*What the task requires:* The answer must be the full listing, written out exactly.
[Start of section]
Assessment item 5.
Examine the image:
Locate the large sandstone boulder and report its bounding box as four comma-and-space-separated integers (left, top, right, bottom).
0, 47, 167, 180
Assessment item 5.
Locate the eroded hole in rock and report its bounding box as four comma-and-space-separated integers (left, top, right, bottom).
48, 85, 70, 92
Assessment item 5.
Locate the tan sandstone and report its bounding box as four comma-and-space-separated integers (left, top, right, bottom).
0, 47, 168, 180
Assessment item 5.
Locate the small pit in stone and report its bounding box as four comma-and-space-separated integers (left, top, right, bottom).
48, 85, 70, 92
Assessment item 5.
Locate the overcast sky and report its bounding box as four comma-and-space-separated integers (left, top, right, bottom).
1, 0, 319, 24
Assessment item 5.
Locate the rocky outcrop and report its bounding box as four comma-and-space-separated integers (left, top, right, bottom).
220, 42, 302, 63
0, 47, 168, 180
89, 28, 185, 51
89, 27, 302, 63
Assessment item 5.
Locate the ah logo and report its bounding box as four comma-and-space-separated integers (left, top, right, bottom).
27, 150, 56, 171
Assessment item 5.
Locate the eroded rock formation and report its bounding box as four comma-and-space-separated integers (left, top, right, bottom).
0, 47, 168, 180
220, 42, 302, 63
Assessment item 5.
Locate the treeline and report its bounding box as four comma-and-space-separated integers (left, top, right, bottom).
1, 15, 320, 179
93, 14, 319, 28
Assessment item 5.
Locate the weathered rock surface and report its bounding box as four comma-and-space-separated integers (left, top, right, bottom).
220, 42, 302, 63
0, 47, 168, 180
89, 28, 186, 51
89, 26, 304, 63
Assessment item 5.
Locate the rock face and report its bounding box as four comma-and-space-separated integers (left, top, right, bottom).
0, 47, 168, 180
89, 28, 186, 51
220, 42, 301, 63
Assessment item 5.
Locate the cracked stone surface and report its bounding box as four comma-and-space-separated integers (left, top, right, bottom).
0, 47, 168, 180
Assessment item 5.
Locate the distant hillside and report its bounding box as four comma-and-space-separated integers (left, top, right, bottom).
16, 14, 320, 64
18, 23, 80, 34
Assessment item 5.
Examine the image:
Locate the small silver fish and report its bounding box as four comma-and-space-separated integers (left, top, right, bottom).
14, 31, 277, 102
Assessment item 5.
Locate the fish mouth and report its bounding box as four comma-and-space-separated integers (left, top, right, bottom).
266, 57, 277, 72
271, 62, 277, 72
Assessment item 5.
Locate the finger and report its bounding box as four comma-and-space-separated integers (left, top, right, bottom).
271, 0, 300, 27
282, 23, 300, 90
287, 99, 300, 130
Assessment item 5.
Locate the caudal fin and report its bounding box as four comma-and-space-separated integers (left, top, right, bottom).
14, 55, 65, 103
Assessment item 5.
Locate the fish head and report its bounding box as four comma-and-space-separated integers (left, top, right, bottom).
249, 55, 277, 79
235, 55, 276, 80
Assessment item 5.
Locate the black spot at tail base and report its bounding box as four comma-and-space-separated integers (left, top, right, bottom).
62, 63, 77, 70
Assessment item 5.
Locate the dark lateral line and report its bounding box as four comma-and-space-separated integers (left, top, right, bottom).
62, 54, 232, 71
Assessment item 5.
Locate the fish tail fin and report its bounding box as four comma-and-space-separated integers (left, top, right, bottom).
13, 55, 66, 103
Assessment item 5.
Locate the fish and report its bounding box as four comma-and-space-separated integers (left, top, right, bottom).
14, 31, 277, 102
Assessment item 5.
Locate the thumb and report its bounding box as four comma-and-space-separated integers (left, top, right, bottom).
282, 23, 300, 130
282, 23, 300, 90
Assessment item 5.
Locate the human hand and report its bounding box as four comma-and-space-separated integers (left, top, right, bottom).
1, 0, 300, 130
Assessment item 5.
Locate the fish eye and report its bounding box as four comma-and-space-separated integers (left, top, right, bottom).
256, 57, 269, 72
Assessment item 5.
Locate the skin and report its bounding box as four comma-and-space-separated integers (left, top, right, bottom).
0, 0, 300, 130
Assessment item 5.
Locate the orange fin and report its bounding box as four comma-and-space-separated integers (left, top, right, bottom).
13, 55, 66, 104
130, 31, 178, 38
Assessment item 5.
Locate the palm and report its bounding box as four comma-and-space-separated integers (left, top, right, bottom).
[End of section]
*Reply to the task:*
Assessment item 5.
Examine the image:
Locate the large sandstone boulder and report its bounding box as four comma-and-space-separated integers (left, top, right, bottom).
0, 47, 167, 180
Assessment item 5.
Locate the eroded hole in rock and report its bounding box as four comma-and-space-separated integers (left, top, right, bottom).
48, 85, 70, 92
Assessment item 5.
Locate the tan sandstone and report its bounding box as four comma-and-space-separated integers (left, top, right, bottom).
0, 47, 168, 180
Assessment item 5.
Locate the small pit in stone and report its bounding box as four comma-and-space-separated integers (left, top, right, bottom).
48, 85, 70, 92
Assessment item 5.
Locate the overcast sky and report its bounding box as four comma-and-space-separated integers (left, top, right, bottom).
1, 0, 319, 24
Assessment item 5.
Locate the rocky outcrop and report its bounding box as four comma-and-space-separated integers (left, top, right, bottom).
220, 42, 302, 63
0, 47, 168, 180
89, 28, 185, 51
89, 27, 302, 63
Assessment item 5.
Locate the ah logo and report its bounding box as four comma-and-space-separated integers (left, top, right, bottom).
27, 150, 56, 171
Assessment item 5.
Locate the eroded rock formation and report its bounding box as four comma-and-space-separated integers (left, top, right, bottom).
0, 47, 168, 180
220, 42, 302, 63
Assessment item 5.
Locate the treeline and report its bounding box as four comma-and-space-separated integers (left, top, right, bottom).
1, 15, 320, 179
93, 14, 319, 28
Assessment item 5.
Locate the weathered rock surface and report its bounding box as four comma-and-space-separated integers (left, top, right, bottom).
220, 42, 302, 63
0, 47, 168, 180
89, 28, 186, 51
89, 26, 304, 63
Assessment item 5.
Locate the rock face and report its bounding box as four comma-and-space-separated integers (left, top, right, bottom).
0, 47, 168, 180
89, 28, 186, 51
220, 42, 301, 63
Assessment item 5.
Locate the cracked stone surface and report its bounding box as four comma-and-space-separated integers (left, top, right, bottom).
0, 47, 168, 180
Assessment item 5.
Locate the distant hillside and report its bounding box as four comma-and-space-separated integers (left, top, right, bottom).
16, 14, 320, 64
18, 23, 80, 34
Assessment item 5.
Examine the image:
Locate the small silver fish and report its bounding box as four comma-and-space-separated integers (left, top, right, bottom).
14, 31, 277, 102
Assessment item 5.
Locate the fish mouth and report its bounding box as four comma-and-space-separated integers (left, top, right, bottom).
266, 57, 277, 72
271, 62, 277, 72
Assessment item 5.
Locate the finger and report its bounding box as four comma-and-space-separated integers (left, top, right, bottom).
271, 0, 300, 27
282, 23, 300, 90
287, 99, 300, 130
Assessment item 5.
Locate the caudal fin and report its bounding box as four comma-and-space-separated integers (left, top, right, bottom).
14, 55, 65, 103
Assessment item 5.
Locate the fish head and report its bounding box as four comma-and-space-separated integers (left, top, right, bottom).
249, 55, 277, 79
235, 55, 276, 80
Assessment item 5.
Locate the black spot at tail base and report its bounding box as four comma-and-space-separated integers (left, top, right, bottom).
62, 63, 77, 70
Assessment item 5.
Locate the dark lateral line and report its bounding box as four comma-and-space-separated integers (left, top, right, bottom).
62, 54, 232, 71
Assessment item 5.
Locate the fish tail fin and report its bounding box as four comma-and-space-separated integers (left, top, right, bottom).
13, 55, 66, 103
Assessment item 5.
Locate the fish and report its bounding box as four comma-and-space-separated integers (left, top, right, bottom).
14, 31, 277, 102
Assessment item 5.
Locate the thumb and report its bounding box as four comma-and-space-separated integers (left, top, right, bottom).
282, 23, 300, 130
282, 23, 300, 90
Assessment item 5.
Locate the human hand and report its bounding box as four comma-and-space-separated integers (left, top, right, bottom).
1, 0, 300, 130
Assessment item 5.
Locate the fish eye and report its bounding box as four comma-and-space-separated integers (left, top, right, bottom).
256, 57, 269, 72
Assessment item 5.
Locate the skin and report its bounding box as four comma-and-space-separated integers (left, top, right, bottom).
0, 0, 300, 130
Assessment item 5.
Locate the orange fin and report its bounding box as four comma-and-space-separated integers (left, top, right, bottom).
13, 55, 66, 104
130, 31, 178, 38
Assessment item 5.
Locate the palm and report its bounding box as four comma-and-space-separated integers (left, top, right, bottom).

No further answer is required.